Collected data entries
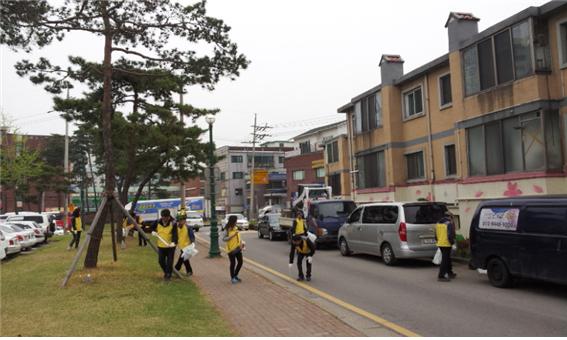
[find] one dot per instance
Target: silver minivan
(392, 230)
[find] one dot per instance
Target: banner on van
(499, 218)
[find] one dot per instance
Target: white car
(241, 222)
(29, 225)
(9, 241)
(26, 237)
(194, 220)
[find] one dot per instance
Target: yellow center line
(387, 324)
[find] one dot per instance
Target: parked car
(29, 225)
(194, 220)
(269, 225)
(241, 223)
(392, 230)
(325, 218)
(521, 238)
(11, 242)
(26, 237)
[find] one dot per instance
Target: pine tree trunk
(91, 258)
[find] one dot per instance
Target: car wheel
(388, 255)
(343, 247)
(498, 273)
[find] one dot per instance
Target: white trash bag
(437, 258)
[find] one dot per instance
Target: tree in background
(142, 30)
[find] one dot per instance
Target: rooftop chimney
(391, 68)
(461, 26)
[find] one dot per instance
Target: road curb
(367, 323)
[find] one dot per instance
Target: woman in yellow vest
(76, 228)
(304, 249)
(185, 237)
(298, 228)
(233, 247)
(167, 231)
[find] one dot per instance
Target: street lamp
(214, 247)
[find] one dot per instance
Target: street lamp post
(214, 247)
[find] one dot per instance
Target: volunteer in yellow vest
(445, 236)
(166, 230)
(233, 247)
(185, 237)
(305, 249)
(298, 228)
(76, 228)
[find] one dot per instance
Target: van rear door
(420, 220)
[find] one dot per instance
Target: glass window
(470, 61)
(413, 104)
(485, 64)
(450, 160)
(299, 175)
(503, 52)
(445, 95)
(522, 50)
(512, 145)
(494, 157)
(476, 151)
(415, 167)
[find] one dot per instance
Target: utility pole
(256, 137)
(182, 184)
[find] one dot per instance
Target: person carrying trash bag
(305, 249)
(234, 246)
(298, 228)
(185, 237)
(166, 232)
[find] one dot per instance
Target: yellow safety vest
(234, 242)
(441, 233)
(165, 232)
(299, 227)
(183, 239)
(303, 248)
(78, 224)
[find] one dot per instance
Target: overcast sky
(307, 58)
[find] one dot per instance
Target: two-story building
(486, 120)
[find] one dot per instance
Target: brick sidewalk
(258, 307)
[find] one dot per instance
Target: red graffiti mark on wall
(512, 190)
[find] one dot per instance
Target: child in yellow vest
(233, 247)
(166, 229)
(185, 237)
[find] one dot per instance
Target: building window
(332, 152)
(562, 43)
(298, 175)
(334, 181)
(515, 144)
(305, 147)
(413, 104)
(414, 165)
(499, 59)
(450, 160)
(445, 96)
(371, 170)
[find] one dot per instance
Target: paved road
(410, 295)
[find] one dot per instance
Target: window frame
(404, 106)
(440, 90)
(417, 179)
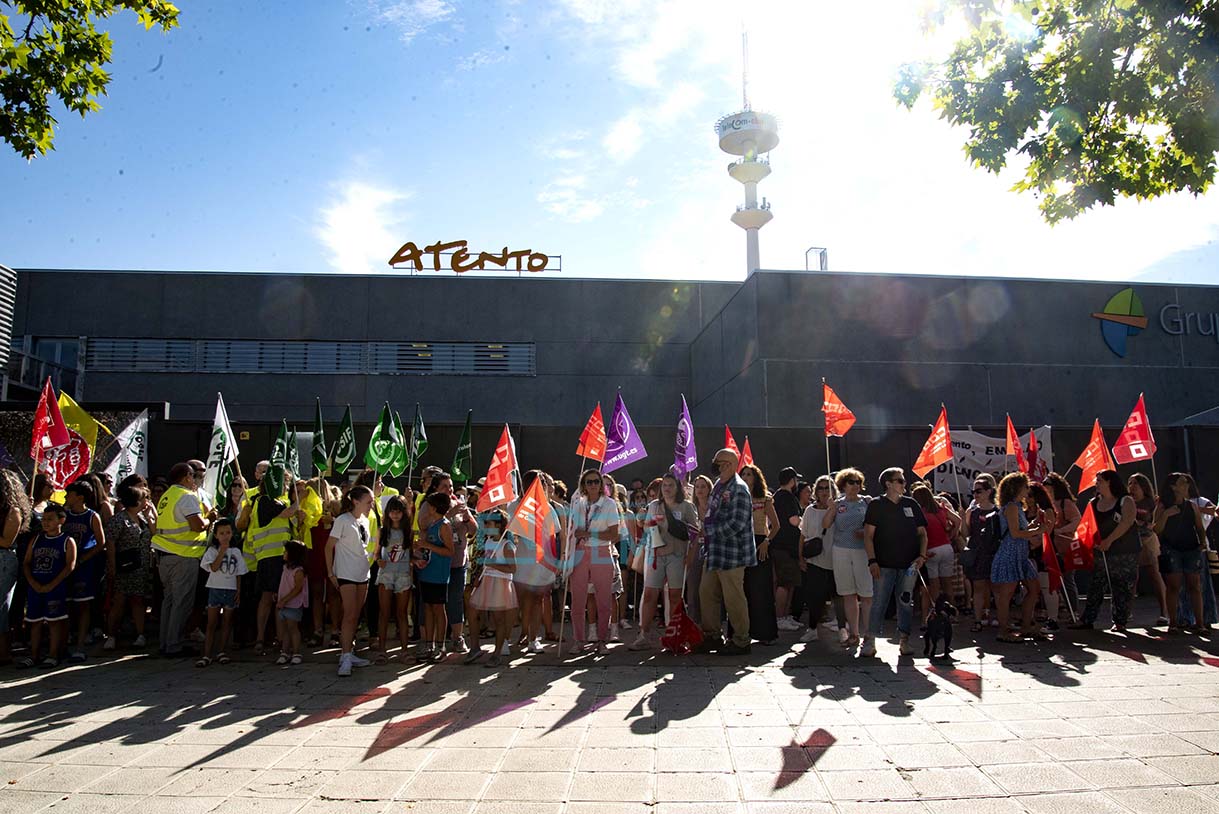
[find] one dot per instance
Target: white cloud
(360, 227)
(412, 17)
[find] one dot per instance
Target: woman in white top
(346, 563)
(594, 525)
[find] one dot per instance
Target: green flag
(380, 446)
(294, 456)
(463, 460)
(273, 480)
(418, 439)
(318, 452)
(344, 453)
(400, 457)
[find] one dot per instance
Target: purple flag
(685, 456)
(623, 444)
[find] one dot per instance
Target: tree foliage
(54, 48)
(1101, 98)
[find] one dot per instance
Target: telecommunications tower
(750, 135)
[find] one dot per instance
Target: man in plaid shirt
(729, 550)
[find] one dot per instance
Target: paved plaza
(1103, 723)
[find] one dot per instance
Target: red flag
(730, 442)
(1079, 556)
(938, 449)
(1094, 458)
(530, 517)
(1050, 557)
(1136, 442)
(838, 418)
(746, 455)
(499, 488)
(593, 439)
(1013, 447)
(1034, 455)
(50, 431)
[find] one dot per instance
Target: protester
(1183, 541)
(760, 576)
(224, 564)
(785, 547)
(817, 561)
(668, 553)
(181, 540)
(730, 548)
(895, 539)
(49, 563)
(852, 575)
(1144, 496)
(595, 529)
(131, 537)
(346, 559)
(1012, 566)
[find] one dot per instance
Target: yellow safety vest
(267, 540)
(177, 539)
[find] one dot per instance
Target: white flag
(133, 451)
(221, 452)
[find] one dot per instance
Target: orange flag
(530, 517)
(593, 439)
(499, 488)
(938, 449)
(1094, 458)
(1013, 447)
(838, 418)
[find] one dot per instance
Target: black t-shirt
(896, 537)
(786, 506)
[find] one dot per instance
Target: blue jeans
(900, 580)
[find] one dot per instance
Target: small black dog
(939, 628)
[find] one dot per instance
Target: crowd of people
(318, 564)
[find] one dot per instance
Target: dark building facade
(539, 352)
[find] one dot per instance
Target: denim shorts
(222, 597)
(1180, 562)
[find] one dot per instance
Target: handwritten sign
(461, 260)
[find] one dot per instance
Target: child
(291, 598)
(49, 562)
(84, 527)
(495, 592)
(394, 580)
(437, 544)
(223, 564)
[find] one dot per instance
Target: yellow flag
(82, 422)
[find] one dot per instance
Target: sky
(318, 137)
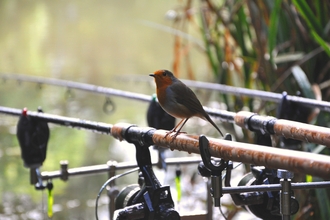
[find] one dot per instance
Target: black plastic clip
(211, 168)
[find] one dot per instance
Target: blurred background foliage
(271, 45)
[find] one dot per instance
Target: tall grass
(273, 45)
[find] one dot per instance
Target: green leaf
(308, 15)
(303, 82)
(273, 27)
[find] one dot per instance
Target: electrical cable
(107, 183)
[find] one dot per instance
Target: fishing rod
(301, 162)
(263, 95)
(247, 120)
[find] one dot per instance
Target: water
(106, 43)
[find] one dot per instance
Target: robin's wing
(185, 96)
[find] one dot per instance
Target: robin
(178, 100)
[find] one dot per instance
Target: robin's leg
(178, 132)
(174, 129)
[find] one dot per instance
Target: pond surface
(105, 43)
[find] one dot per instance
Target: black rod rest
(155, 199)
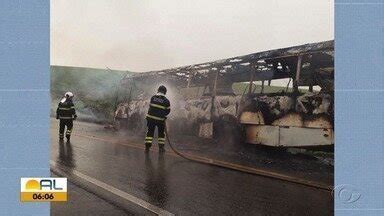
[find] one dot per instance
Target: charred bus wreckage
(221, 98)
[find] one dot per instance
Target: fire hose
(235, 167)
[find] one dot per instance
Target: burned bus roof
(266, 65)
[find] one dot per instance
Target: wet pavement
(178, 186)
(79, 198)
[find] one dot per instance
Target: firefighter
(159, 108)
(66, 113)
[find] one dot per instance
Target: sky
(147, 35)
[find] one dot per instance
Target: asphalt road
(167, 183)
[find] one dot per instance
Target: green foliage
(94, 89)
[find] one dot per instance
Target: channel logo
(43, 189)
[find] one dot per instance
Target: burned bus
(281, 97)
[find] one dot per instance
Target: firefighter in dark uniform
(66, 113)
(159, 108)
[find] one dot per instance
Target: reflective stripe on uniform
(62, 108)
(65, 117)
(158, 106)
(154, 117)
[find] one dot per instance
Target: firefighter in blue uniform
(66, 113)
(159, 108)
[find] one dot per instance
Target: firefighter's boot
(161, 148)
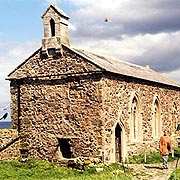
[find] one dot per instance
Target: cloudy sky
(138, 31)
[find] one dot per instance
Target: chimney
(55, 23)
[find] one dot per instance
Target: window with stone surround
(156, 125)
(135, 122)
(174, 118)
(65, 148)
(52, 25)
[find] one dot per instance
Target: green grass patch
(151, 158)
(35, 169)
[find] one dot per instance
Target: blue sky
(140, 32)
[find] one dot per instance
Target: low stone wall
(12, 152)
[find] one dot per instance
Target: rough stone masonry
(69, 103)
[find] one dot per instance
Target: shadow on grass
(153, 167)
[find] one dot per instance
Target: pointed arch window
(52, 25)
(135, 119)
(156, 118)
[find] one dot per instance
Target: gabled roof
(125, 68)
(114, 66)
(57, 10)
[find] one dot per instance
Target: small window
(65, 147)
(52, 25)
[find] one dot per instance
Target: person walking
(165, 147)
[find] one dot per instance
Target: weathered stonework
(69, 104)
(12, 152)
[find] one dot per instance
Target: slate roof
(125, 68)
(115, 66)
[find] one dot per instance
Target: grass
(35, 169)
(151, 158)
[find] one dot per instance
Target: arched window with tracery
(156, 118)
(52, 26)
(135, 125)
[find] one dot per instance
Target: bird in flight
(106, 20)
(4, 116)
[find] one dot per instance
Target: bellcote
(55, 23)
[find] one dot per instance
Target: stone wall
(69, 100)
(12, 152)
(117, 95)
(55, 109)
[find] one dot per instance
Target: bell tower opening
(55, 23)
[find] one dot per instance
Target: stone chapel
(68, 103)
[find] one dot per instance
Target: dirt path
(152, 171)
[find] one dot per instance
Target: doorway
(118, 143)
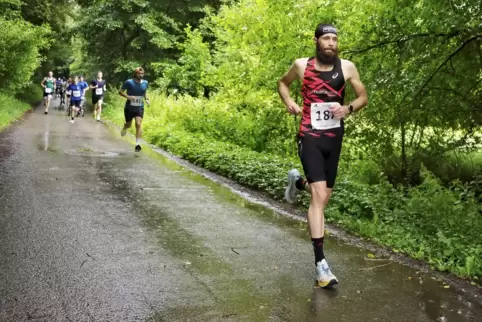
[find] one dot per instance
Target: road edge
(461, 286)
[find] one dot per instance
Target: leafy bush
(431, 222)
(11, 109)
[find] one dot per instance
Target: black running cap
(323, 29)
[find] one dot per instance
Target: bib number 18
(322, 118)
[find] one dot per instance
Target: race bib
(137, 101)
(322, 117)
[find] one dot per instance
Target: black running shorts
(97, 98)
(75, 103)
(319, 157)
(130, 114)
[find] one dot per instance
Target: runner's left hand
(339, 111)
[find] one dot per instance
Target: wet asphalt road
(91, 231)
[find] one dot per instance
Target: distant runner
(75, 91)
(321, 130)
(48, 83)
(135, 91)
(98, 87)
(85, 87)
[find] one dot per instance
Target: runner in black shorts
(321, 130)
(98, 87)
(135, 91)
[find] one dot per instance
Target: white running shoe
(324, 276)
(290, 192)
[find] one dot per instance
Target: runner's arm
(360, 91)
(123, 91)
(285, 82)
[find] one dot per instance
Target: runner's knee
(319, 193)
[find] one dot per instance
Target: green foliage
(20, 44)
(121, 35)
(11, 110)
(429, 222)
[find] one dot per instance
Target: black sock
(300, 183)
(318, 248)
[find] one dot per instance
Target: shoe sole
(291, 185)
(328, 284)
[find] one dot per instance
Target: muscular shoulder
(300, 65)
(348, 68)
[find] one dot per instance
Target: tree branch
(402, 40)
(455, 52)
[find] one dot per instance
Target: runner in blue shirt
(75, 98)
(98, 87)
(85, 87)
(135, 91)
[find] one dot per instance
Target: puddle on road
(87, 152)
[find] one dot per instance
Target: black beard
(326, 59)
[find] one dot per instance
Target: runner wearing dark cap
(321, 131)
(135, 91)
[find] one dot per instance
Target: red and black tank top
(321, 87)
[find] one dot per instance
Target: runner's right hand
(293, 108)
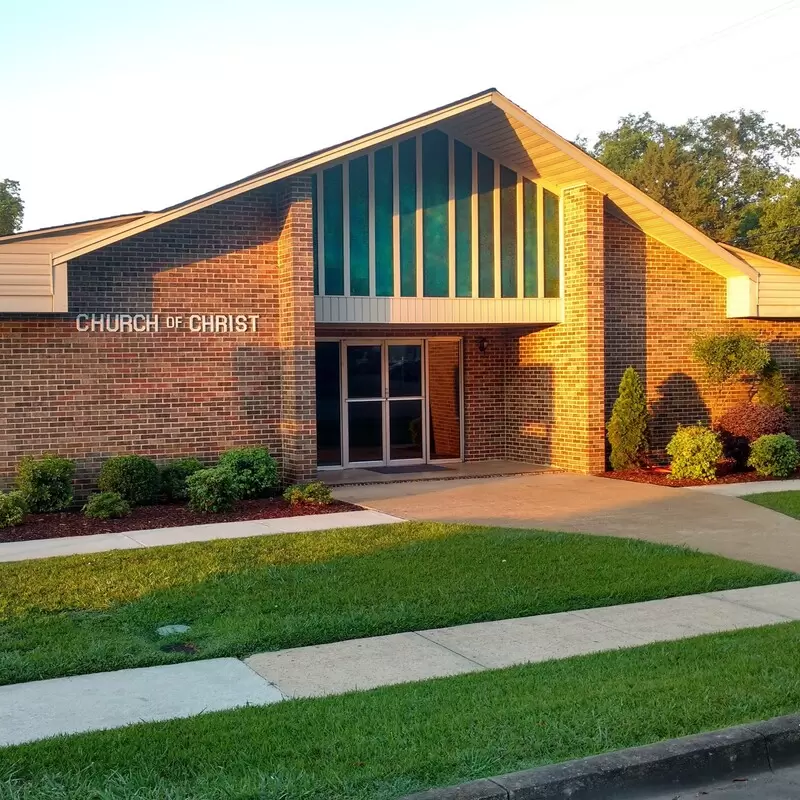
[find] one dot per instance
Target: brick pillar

#### TASK OBJECTIVE
In the records above, find the line containing "Target: black running shorts" and restate it and every line after it word for word, all pictures excluded.

#### RESPONSE AREA
Target: black running shorts
(97, 98)
(75, 103)
(319, 157)
(130, 114)
[find] one dot per instance
Target: runner's left hand
(339, 111)
[find] one dot per instance
Target: wet asphalt road
(91, 231)
[find] one dot per instance
Target: distant runner
(75, 91)
(321, 130)
(48, 83)
(135, 91)
(98, 87)
(85, 87)
[find] one dot per instance
Target: runner in black shorts
(321, 130)
(98, 87)
(135, 91)
[find] one dot per instance
Target: white running shoe
(324, 276)
(290, 192)
[find] one dot per instance
Target: runner's arm
(360, 91)
(123, 91)
(285, 82)
[find] one dot per instance
Target: runner's knee
(319, 193)
[find] one dot per instance
Target: green foliage
(20, 44)
(121, 35)
(11, 110)
(429, 222)
[find] one dot per instance
Target: black sock
(300, 183)
(318, 248)
[find] one dot per instance
Target: shoe sole
(291, 185)
(328, 284)
[find] one dot per instance
Target: muscular shoulder
(300, 65)
(348, 68)
[find] one dot per instance
Target: tree branch
(402, 40)
(455, 52)
[find] one dot per instance
Target: runner in blue shirt
(75, 98)
(98, 87)
(85, 87)
(135, 91)
[find] one dot per instance
Target: puddle on road
(87, 152)
[find] one dot per instance
Target: black beard
(326, 59)
[find] one dot per instance
Target: runner wearing dark cap
(321, 131)
(135, 91)
[find] one dot per instance
Target: red and black tank top
(321, 87)
[find] one dot per instance
Target: runner's right hand
(293, 108)
[find] one dot per instance
Target: brick pillar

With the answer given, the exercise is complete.